Document excerpt -

[Cluster-devel] [GFS2 PATCH] GFS2: Rework rgrp glock congestion functions for intra-node (v2)

From: Bob Peterson <rpeterso@redhat.com>
To: cluster-devel.redhat.com
Subject: [Cluster-devel] [GFS2 PATCH] GFS2: Rework rgrp glock congestion functions for intra-node (v2)
Date: Thu, 2 Nov 2017 08:55:38 -0400 (EDT)	[thread overview]
Message-ID: <478802130.26702749.1509627338658.JavaMail.zimbra@redhat.com> (raw)
In-Reply-To: <630774683.26694578.1509626258810.JavaMail.zimbra@redhat.com>

Hi,

On 04 August I posted a patch for this, along with a graph
that shows the performance improvements. Since I got no responses,
and it's non-trivial, I did not push it to the GFS2 development
git tree.

This version is identical, except for a new improved version of
the (tiny) function gfs2_rgrp_used_recently(). The function does
the same thing, but is now less archaic.

In a nutshell, the problem is that today's GFS2 does not treat
intra-node block allocations fairly among processes on the same node.

For example, if you start multiple processes running an iozone
test on GFS2, one of them will be highly favored at the expense
of the others. For example, here is some output from a "stock"
kernel without the patch:

        Child[0] xfer count = 17802752.00 kB, Throughput =   35294.80 kB/sec
        Child[1] xfer count = 17600768.00 kB, Throughput =   34971.67 kB/sec
        Child[2] xfer count = 18067456.00 kB, Throughput =   35819.86 kB/sec
        Child[3] xfer count = 67108864.00 kB, Throughput =  133046.50 kB/sec

In this case, the last child was given priority for its block
allocations, at the expense of all the others.

Goal -
Reproduce the part of the GFS2 patch email above between "For example, if" and "all the others.", inclusive, word for word.

Stored data -
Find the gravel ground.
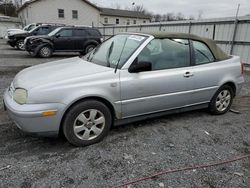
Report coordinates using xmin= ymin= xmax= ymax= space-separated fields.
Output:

Reply to the task -
For example, if you start multiple processes running an iozone
test on GFS2, one of them will be highly favored at the expense
of the others. For example, here is some output from a "stock"
kernel without the patch:

        Child[0] xfer count = 17802752.00 kB, Throughput =   35294.80 kB/sec
        Child[1] xfer count = 17600768.00 kB, Throughput =   34971.67 kB/sec
        Child[2] xfer count = 18067456.00 kB, Throughput =   35819.86 kB/sec
        Child[3] xfer count = 67108864.00 kB, Throughput =  133046.50 kB/sec

In this case, the last child was given priority for its block
allocations, at the expense of all the others.